Your instructions: Retype only what runs from the line that contains "Mark a point on each instance of the black clothing" through the last line of the listing below, both lines included.

Exercise materials:
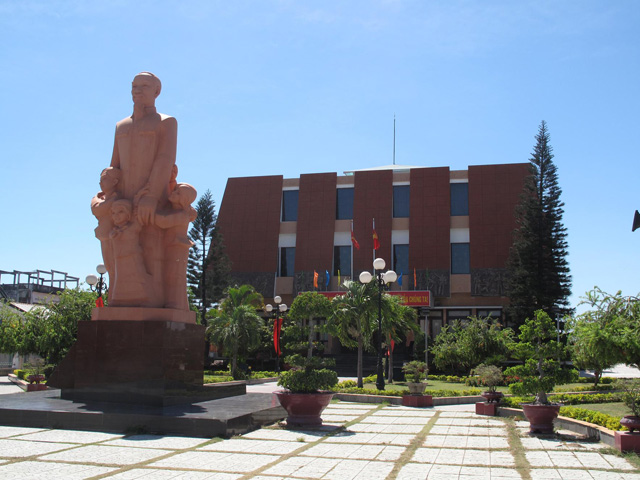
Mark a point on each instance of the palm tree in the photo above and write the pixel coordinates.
(235, 325)
(396, 319)
(352, 319)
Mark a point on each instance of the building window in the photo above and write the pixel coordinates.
(401, 259)
(290, 205)
(401, 201)
(459, 199)
(459, 258)
(342, 260)
(287, 261)
(344, 203)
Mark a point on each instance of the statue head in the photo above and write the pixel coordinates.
(109, 178)
(145, 88)
(183, 195)
(121, 212)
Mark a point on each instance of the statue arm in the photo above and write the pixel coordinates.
(161, 172)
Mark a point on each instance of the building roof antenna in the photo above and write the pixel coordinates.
(394, 138)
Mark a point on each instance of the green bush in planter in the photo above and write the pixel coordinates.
(308, 375)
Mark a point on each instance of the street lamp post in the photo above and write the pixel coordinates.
(98, 284)
(383, 279)
(279, 308)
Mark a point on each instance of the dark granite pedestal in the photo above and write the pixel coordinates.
(223, 417)
(155, 363)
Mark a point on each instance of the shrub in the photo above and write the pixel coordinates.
(308, 380)
(347, 384)
(415, 371)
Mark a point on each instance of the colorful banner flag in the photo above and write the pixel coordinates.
(353, 238)
(376, 242)
(277, 329)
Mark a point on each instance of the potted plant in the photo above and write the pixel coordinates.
(414, 372)
(304, 397)
(631, 398)
(490, 376)
(541, 371)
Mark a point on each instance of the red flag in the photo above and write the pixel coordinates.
(353, 239)
(277, 328)
(376, 242)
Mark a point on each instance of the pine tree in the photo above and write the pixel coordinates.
(208, 268)
(538, 269)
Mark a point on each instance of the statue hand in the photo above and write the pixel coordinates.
(147, 210)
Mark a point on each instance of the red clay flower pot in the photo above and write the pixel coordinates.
(304, 409)
(632, 422)
(540, 417)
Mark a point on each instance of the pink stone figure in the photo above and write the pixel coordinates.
(132, 285)
(145, 151)
(175, 223)
(101, 208)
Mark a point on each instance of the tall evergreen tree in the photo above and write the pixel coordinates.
(538, 269)
(208, 268)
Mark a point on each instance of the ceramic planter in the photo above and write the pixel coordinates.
(492, 397)
(304, 409)
(540, 417)
(416, 388)
(632, 422)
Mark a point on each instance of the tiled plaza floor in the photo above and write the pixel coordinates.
(359, 442)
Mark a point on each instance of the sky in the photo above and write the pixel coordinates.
(291, 87)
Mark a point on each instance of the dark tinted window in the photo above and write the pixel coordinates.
(459, 199)
(290, 205)
(342, 260)
(344, 203)
(401, 259)
(459, 258)
(401, 201)
(287, 260)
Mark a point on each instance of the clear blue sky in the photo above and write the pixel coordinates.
(291, 87)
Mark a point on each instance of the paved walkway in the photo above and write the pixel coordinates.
(363, 442)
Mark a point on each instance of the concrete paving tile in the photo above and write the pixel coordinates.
(339, 418)
(302, 467)
(105, 455)
(159, 474)
(363, 452)
(217, 461)
(371, 438)
(494, 473)
(618, 463)
(376, 428)
(242, 445)
(404, 420)
(69, 436)
(285, 435)
(20, 449)
(49, 470)
(157, 441)
(414, 471)
(6, 432)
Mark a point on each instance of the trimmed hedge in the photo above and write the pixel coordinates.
(399, 393)
(597, 418)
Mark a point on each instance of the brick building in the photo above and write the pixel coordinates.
(447, 231)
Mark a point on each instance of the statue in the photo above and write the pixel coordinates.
(143, 213)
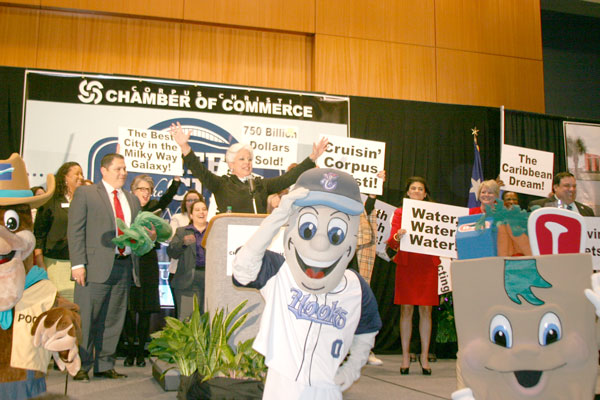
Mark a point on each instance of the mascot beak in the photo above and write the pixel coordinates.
(14, 247)
(12, 244)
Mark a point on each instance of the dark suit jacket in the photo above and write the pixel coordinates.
(584, 210)
(186, 256)
(91, 229)
(230, 191)
(50, 228)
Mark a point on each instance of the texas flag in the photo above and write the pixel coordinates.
(476, 175)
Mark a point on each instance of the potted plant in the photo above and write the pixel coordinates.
(209, 365)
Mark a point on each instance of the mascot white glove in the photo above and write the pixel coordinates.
(248, 259)
(593, 294)
(359, 354)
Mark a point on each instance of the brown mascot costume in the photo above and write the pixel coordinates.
(35, 324)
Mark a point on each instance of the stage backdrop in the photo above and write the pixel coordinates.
(429, 139)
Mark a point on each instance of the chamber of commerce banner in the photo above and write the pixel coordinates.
(74, 117)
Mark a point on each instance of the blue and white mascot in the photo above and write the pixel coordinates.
(316, 310)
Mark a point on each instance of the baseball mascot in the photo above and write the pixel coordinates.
(32, 325)
(316, 310)
(526, 325)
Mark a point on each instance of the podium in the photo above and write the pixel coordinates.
(219, 291)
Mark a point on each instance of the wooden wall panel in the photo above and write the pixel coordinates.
(246, 57)
(504, 27)
(490, 80)
(400, 21)
(24, 2)
(108, 44)
(151, 8)
(374, 68)
(287, 15)
(18, 36)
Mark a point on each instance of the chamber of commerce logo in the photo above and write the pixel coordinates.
(90, 92)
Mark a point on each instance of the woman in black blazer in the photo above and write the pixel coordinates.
(145, 300)
(186, 247)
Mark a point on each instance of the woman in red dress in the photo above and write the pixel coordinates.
(488, 193)
(416, 282)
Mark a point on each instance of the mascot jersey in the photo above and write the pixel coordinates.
(303, 336)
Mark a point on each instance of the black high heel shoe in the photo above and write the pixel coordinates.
(426, 371)
(140, 362)
(128, 361)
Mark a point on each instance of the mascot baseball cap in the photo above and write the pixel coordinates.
(332, 188)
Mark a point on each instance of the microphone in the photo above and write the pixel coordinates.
(251, 182)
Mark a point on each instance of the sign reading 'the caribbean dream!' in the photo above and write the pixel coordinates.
(526, 170)
(430, 227)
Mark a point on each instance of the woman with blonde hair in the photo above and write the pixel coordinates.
(488, 193)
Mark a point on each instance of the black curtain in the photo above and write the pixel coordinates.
(11, 110)
(431, 140)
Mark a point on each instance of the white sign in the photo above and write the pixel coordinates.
(150, 151)
(237, 235)
(592, 243)
(430, 227)
(275, 147)
(383, 225)
(526, 170)
(362, 159)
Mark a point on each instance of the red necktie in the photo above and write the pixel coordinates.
(119, 213)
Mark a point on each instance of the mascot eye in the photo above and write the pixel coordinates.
(501, 331)
(550, 329)
(11, 220)
(307, 226)
(336, 231)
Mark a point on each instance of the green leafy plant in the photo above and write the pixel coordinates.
(201, 344)
(446, 329)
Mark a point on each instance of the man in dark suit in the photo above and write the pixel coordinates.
(102, 272)
(564, 186)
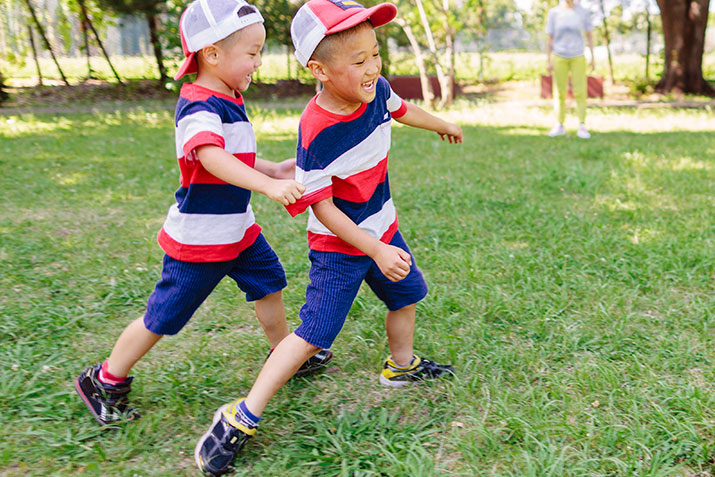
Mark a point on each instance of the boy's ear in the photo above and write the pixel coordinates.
(209, 54)
(317, 69)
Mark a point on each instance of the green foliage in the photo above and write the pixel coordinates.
(571, 285)
(3, 93)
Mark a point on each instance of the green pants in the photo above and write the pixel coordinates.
(577, 68)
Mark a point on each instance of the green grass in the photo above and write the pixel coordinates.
(572, 285)
(498, 66)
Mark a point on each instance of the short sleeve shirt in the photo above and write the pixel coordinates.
(212, 220)
(345, 157)
(567, 26)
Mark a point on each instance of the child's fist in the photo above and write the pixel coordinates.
(452, 133)
(285, 191)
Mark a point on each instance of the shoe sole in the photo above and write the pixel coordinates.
(197, 449)
(393, 384)
(312, 371)
(86, 402)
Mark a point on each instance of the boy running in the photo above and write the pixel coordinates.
(210, 232)
(343, 145)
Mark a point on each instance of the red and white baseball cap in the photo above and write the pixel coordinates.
(317, 19)
(204, 22)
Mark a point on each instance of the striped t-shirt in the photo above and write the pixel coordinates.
(212, 220)
(345, 157)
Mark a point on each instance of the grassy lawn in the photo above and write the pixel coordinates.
(572, 285)
(498, 66)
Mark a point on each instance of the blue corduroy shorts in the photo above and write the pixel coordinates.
(185, 285)
(335, 280)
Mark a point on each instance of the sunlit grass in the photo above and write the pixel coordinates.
(571, 284)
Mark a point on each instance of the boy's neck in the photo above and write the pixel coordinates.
(333, 103)
(214, 84)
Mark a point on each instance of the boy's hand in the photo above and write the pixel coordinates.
(393, 262)
(453, 133)
(285, 191)
(285, 169)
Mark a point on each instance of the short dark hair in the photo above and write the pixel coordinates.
(329, 45)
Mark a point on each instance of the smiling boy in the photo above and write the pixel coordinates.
(210, 232)
(353, 235)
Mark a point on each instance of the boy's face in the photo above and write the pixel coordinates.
(352, 72)
(239, 59)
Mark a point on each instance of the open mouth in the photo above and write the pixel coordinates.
(368, 85)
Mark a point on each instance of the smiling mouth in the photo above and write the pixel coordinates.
(368, 84)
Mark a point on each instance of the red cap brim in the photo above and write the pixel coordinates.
(378, 16)
(189, 66)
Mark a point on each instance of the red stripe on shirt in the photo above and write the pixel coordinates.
(204, 138)
(401, 111)
(207, 253)
(323, 120)
(331, 243)
(360, 187)
(197, 174)
(309, 199)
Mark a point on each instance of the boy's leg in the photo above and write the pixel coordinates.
(281, 365)
(401, 298)
(233, 424)
(335, 280)
(104, 388)
(270, 312)
(134, 342)
(259, 274)
(271, 315)
(400, 327)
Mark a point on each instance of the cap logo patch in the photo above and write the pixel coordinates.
(345, 4)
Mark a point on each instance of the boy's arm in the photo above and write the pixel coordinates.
(393, 262)
(277, 170)
(227, 168)
(419, 118)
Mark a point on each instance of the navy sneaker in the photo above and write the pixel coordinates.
(315, 364)
(108, 403)
(419, 370)
(218, 447)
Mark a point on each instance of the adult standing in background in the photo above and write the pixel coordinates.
(567, 24)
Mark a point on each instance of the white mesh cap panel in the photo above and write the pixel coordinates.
(207, 22)
(306, 31)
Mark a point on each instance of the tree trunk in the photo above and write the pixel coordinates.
(427, 93)
(607, 37)
(441, 77)
(46, 41)
(88, 22)
(448, 86)
(156, 43)
(34, 55)
(684, 24)
(647, 45)
(85, 41)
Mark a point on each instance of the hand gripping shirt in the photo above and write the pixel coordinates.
(212, 220)
(345, 157)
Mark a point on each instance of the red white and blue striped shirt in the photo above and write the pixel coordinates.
(345, 157)
(212, 220)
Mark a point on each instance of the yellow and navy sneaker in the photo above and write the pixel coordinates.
(218, 447)
(108, 403)
(418, 370)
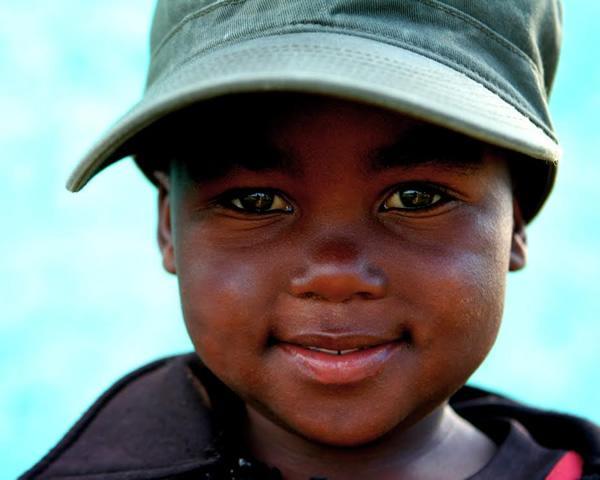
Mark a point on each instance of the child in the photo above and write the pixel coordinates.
(343, 186)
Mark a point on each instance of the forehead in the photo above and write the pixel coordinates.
(276, 131)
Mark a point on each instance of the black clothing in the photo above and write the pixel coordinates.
(153, 424)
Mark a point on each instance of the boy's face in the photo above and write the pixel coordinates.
(340, 227)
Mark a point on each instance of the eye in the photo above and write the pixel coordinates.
(414, 197)
(256, 201)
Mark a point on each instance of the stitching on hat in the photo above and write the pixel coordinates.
(434, 4)
(192, 16)
(483, 79)
(482, 27)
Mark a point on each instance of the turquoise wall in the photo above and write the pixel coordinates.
(82, 293)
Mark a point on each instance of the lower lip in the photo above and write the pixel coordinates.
(340, 369)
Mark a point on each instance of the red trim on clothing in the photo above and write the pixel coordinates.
(569, 467)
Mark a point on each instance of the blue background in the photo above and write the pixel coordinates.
(82, 292)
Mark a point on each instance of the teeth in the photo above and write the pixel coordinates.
(334, 352)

Expected answer:
Mark a point on each instance of the black clothing in the photo above and write the pixel coordinates.
(153, 424)
Mark a point on each instance of the boy's face in the photo above and write the pixel coordinates.
(340, 227)
Mark a point on each instance of the eye in the photo above and write the pixel coordinates.
(414, 197)
(256, 201)
Mark a point on each instance of the stitching on hat in the photo above and write the pixel coordinates.
(434, 4)
(192, 16)
(483, 79)
(482, 27)
Mark a point on each instance of the turquoise wall in the photo above and write the pixel coordinates.
(82, 293)
Mark a point on each instance of the lower lip in the photo above and write the pixel coordinates.
(340, 369)
Mark a point on each instance of the red trim on clothing in the photo above and write the pixel coordinates.
(569, 467)
Mark a point on each instance of the blue background in the photo above and write the pixel coordinates.
(82, 292)
Mark a point on each instance of the teeth in the photo above and write the pixel coordinates.
(334, 352)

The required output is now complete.